Directive:
Convert each line of all the items below into a JSON list of strings, one string per line, and omit any blank lines. Exclude the pictures from your answer.
* START Extracted data *
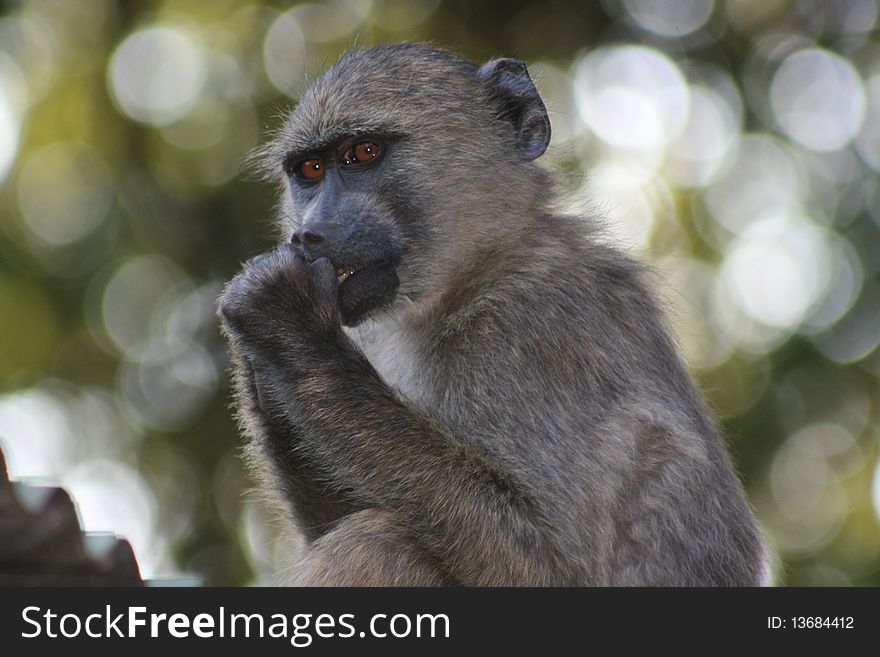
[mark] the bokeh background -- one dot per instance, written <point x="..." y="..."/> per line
<point x="734" y="145"/>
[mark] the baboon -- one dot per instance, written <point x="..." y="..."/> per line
<point x="446" y="381"/>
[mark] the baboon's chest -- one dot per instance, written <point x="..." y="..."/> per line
<point x="391" y="350"/>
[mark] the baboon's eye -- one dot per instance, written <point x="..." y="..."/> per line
<point x="310" y="169"/>
<point x="363" y="151"/>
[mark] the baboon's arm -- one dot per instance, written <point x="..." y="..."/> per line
<point x="316" y="504"/>
<point x="465" y="510"/>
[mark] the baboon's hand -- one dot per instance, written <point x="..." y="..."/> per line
<point x="280" y="294"/>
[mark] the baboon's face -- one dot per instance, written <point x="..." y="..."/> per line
<point x="393" y="160"/>
<point x="352" y="214"/>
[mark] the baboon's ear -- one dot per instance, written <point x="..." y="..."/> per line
<point x="519" y="103"/>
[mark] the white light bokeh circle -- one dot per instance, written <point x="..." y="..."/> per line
<point x="818" y="99"/>
<point x="632" y="97"/>
<point x="157" y="74"/>
<point x="284" y="54"/>
<point x="762" y="179"/>
<point x="712" y="129"/>
<point x="113" y="497"/>
<point x="670" y="19"/>
<point x="777" y="269"/>
<point x="131" y="298"/>
<point x="9" y="133"/>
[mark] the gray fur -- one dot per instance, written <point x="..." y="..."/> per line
<point x="514" y="412"/>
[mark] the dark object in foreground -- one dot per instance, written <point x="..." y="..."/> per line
<point x="41" y="543"/>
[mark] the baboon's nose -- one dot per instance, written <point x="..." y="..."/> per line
<point x="315" y="237"/>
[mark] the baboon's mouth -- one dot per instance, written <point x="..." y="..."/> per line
<point x="342" y="274"/>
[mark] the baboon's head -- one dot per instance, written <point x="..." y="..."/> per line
<point x="402" y="162"/>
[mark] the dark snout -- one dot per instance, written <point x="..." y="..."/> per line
<point x="320" y="239"/>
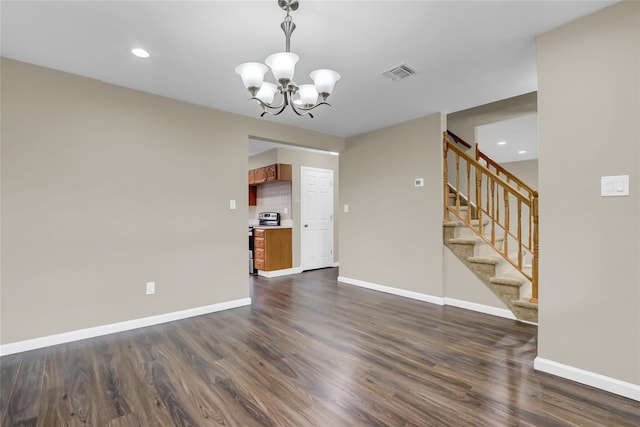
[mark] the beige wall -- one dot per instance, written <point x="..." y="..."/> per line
<point x="297" y="159"/>
<point x="106" y="188"/>
<point x="526" y="170"/>
<point x="463" y="123"/>
<point x="588" y="106"/>
<point x="392" y="235"/>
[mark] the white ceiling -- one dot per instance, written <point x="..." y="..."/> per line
<point x="467" y="53"/>
<point x="519" y="134"/>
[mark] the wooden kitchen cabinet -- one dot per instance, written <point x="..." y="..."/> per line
<point x="259" y="176"/>
<point x="272" y="173"/>
<point x="272" y="248"/>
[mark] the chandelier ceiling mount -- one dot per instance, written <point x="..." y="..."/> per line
<point x="301" y="98"/>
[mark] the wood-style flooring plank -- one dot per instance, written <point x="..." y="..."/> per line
<point x="309" y="351"/>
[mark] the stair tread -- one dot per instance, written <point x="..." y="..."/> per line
<point x="455" y="223"/>
<point x="525" y="303"/>
<point x="464" y="240"/>
<point x="509" y="281"/>
<point x="484" y="260"/>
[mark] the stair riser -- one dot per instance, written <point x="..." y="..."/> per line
<point x="527" y="314"/>
<point x="483" y="271"/>
<point x="462" y="251"/>
<point x="505" y="292"/>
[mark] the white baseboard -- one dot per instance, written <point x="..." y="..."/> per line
<point x="391" y="290"/>
<point x="481" y="308"/>
<point x="278" y="273"/>
<point x="612" y="385"/>
<point x="487" y="309"/>
<point x="35" y="343"/>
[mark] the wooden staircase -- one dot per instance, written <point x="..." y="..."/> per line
<point x="481" y="207"/>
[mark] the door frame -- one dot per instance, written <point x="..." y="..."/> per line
<point x="302" y="202"/>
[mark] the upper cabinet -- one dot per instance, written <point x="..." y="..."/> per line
<point x="271" y="173"/>
<point x="266" y="175"/>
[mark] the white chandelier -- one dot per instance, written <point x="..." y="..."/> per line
<point x="302" y="98"/>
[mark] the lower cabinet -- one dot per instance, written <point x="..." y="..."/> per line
<point x="272" y="248"/>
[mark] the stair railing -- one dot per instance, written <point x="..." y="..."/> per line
<point x="497" y="200"/>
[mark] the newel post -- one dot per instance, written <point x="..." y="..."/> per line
<point x="534" y="264"/>
<point x="445" y="176"/>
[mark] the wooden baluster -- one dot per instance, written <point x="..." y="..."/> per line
<point x="520" y="234"/>
<point x="445" y="176"/>
<point x="468" y="191"/>
<point x="534" y="266"/>
<point x="506" y="222"/>
<point x="493" y="211"/>
<point x="479" y="198"/>
<point x="458" y="184"/>
<point x="488" y="193"/>
<point x="531" y="224"/>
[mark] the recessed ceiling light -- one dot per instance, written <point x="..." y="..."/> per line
<point x="140" y="53"/>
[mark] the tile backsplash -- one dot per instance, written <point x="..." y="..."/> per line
<point x="272" y="198"/>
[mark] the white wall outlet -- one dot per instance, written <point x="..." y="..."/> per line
<point x="612" y="186"/>
<point x="151" y="288"/>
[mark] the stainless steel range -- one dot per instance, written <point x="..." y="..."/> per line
<point x="269" y="219"/>
<point x="252" y="269"/>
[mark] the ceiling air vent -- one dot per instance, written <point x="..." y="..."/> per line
<point x="399" y="72"/>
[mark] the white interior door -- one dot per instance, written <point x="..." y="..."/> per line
<point x="316" y="207"/>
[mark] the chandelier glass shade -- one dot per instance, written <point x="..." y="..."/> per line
<point x="301" y="98"/>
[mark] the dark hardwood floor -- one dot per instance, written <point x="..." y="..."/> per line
<point x="308" y="352"/>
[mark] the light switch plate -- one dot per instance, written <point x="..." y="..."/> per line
<point x="614" y="186"/>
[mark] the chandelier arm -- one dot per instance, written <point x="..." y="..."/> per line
<point x="307" y="109"/>
<point x="269" y="106"/>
* END Extracted data *
Written answer:
[
  "[mark] the bokeh background -- one dot per instance, written <point x=\"...\" y=\"...\"/> per line",
  "<point x=\"734\" y=\"145\"/>",
  "[mark] the baboon -- one dot per instance, written <point x=\"...\" y=\"...\"/> per line",
  "<point x=\"446\" y=\"381\"/>",
  "[mark] the baboon's chest -- one dot per instance, written <point x=\"...\" y=\"...\"/> per line",
  "<point x=\"391\" y=\"350\"/>",
  "[mark] the baboon's eye -- one dot per instance, written <point x=\"...\" y=\"...\"/> per line",
  "<point x=\"310\" y=\"169\"/>",
  "<point x=\"363\" y=\"151\"/>",
  "[mark] the baboon's arm -- one dot per instance, written <point x=\"...\" y=\"...\"/> per line",
  "<point x=\"316\" y=\"504\"/>",
  "<point x=\"465\" y=\"510\"/>",
  "[mark] the baboon's hand -- one dot per instance, written <point x=\"...\" y=\"...\"/> per line",
  "<point x=\"280\" y=\"294\"/>",
  "[mark] the baboon's face -- one dot per instance, written <point x=\"...\" y=\"...\"/> per line",
  "<point x=\"393\" y=\"160\"/>",
  "<point x=\"352\" y=\"214\"/>",
  "[mark] the baboon's ear -- one dot per instance, written <point x=\"...\" y=\"...\"/> per line",
  "<point x=\"519\" y=\"103\"/>",
  "[mark] the white light bokeh circle -- one dot per instance, written <point x=\"...\" y=\"...\"/> per line",
  "<point x=\"818\" y=\"99\"/>",
  "<point x=\"632\" y=\"97\"/>",
  "<point x=\"157\" y=\"74\"/>",
  "<point x=\"284\" y=\"54\"/>",
  "<point x=\"762\" y=\"179\"/>",
  "<point x=\"712\" y=\"129\"/>",
  "<point x=\"113\" y=\"497\"/>",
  "<point x=\"670\" y=\"19\"/>",
  "<point x=\"777\" y=\"269\"/>",
  "<point x=\"131\" y=\"298\"/>",
  "<point x=\"9\" y=\"133\"/>",
  "[mark] the gray fur -- one dot per instance, written <point x=\"...\" y=\"...\"/> per line",
  "<point x=\"514\" y=\"412\"/>",
  "[mark] the dark object in foreground -- one dot per instance, written <point x=\"...\" y=\"...\"/> per line",
  "<point x=\"41\" y=\"543\"/>",
  "[mark] the baboon's nose -- one dot per instance, written <point x=\"...\" y=\"...\"/> per line",
  "<point x=\"315\" y=\"237\"/>",
  "[mark] the baboon's mouth -- one dot per instance, written <point x=\"...\" y=\"...\"/> per line",
  "<point x=\"342\" y=\"274\"/>",
  "[mark] the baboon's head -- one dot per instance, written <point x=\"...\" y=\"...\"/> per line",
  "<point x=\"402\" y=\"162\"/>",
  "[mark] the dark snout -- one dot per instance, written <point x=\"...\" y=\"...\"/> per line",
  "<point x=\"320\" y=\"239\"/>",
  "[mark] the beige wall -- one dot per instance, written <point x=\"...\" y=\"...\"/> per line",
  "<point x=\"297\" y=\"159\"/>",
  "<point x=\"106\" y=\"188\"/>",
  "<point x=\"526\" y=\"170\"/>",
  "<point x=\"463\" y=\"123\"/>",
  "<point x=\"588\" y=\"106\"/>",
  "<point x=\"392\" y=\"235\"/>",
  "[mark] the white ceiling -- one dot per instance, written <point x=\"...\" y=\"...\"/> per line",
  "<point x=\"467\" y=\"53\"/>",
  "<point x=\"519\" y=\"134\"/>",
  "[mark] the wooden kitchen cabinet -- one dot per instance, written <point x=\"...\" y=\"...\"/> per line",
  "<point x=\"259\" y=\"176\"/>",
  "<point x=\"272\" y=\"173\"/>",
  "<point x=\"272\" y=\"248\"/>",
  "[mark] the chandelier ceiling mount -- one dot per instance, written <point x=\"...\" y=\"...\"/> per line",
  "<point x=\"301\" y=\"98\"/>",
  "[mark] the wood-style flooring plank -- one dot per instance, written <point x=\"...\" y=\"...\"/> per line",
  "<point x=\"309\" y=\"351\"/>",
  "[mark] the stair tread -- one dot per instance, written <point x=\"...\" y=\"...\"/> per line",
  "<point x=\"455\" y=\"223\"/>",
  "<point x=\"525\" y=\"303\"/>",
  "<point x=\"464\" y=\"240\"/>",
  "<point x=\"509\" y=\"281\"/>",
  "<point x=\"484\" y=\"260\"/>",
  "[mark] the stair riser -- one dot per instance, written <point x=\"...\" y=\"...\"/> per line",
  "<point x=\"527\" y=\"314\"/>",
  "<point x=\"483\" y=\"271\"/>",
  "<point x=\"462\" y=\"251\"/>",
  "<point x=\"505\" y=\"292\"/>",
  "[mark] the white baseboard -- one dot per instance, written <point x=\"...\" y=\"...\"/> per line",
  "<point x=\"391\" y=\"290\"/>",
  "<point x=\"481\" y=\"308\"/>",
  "<point x=\"278\" y=\"273\"/>",
  "<point x=\"612\" y=\"385\"/>",
  "<point x=\"487\" y=\"309\"/>",
  "<point x=\"35\" y=\"343\"/>",
  "[mark] the wooden staircase -- one dot per instance, written <point x=\"...\" y=\"...\"/> per line",
  "<point x=\"481\" y=\"207\"/>",
  "[mark] the door frame -- one dot per instance, written <point x=\"...\" y=\"...\"/> per line",
  "<point x=\"302\" y=\"202\"/>",
  "[mark] the upper cabinet -- one dot per instance, written <point x=\"...\" y=\"...\"/> per line",
  "<point x=\"271\" y=\"173\"/>",
  "<point x=\"266\" y=\"175\"/>",
  "[mark] the white chandelier -- one dot per instance, written <point x=\"...\" y=\"...\"/> per line",
  "<point x=\"302\" y=\"98\"/>",
  "[mark] the lower cabinet -- one dot per instance, written <point x=\"...\" y=\"...\"/> per line",
  "<point x=\"272\" y=\"248\"/>",
  "[mark] the stair railing -- one dot per instance, written <point x=\"...\" y=\"...\"/> per line",
  "<point x=\"497\" y=\"200\"/>",
  "[mark] the newel post -- one dot per instance, written <point x=\"...\" y=\"...\"/> per line",
  "<point x=\"534\" y=\"264\"/>",
  "<point x=\"445\" y=\"176\"/>",
  "[mark] the wooden baluster -- one dot per instance, written <point x=\"...\" y=\"...\"/> per line",
  "<point x=\"520\" y=\"234\"/>",
  "<point x=\"445\" y=\"176\"/>",
  "<point x=\"468\" y=\"191\"/>",
  "<point x=\"534\" y=\"266\"/>",
  "<point x=\"506\" y=\"222\"/>",
  "<point x=\"493\" y=\"211\"/>",
  "<point x=\"479\" y=\"198\"/>",
  "<point x=\"458\" y=\"184\"/>",
  "<point x=\"488\" y=\"193\"/>",
  "<point x=\"531\" y=\"224\"/>",
  "[mark] the recessed ceiling light -- one dot per instance, written <point x=\"...\" y=\"...\"/> per line",
  "<point x=\"140\" y=\"53\"/>",
  "[mark] the tile backsplash -- one dot per instance, written <point x=\"...\" y=\"...\"/> per line",
  "<point x=\"272\" y=\"198\"/>",
  "[mark] the white wall outlet -- one dot per instance, written <point x=\"...\" y=\"...\"/> per line",
  "<point x=\"612\" y=\"186\"/>",
  "<point x=\"151\" y=\"288\"/>",
  "[mark] the stainless steel range -- one dot per instance, written <point x=\"...\" y=\"...\"/> per line",
  "<point x=\"269\" y=\"219\"/>",
  "<point x=\"252\" y=\"269\"/>",
  "[mark] the ceiling air vent -- one dot per instance, written <point x=\"...\" y=\"...\"/> per line",
  "<point x=\"399\" y=\"72\"/>",
  "[mark] the white interior door -- one dot per instance, written <point x=\"...\" y=\"...\"/> per line",
  "<point x=\"316\" y=\"207\"/>",
  "[mark] the chandelier glass shade -- one dot per instance, written <point x=\"...\" y=\"...\"/> per line",
  "<point x=\"301\" y=\"98\"/>",
  "[mark] the dark hardwood floor -- one dot per instance, written <point x=\"...\" y=\"...\"/> per line",
  "<point x=\"308\" y=\"352\"/>",
  "[mark] the light switch plate -- one dot per instance, written <point x=\"...\" y=\"...\"/> per line",
  "<point x=\"614\" y=\"186\"/>",
  "[mark] the chandelier arm -- one dot per instance, written <point x=\"...\" y=\"...\"/> per line",
  "<point x=\"307\" y=\"109\"/>",
  "<point x=\"269\" y=\"106\"/>"
]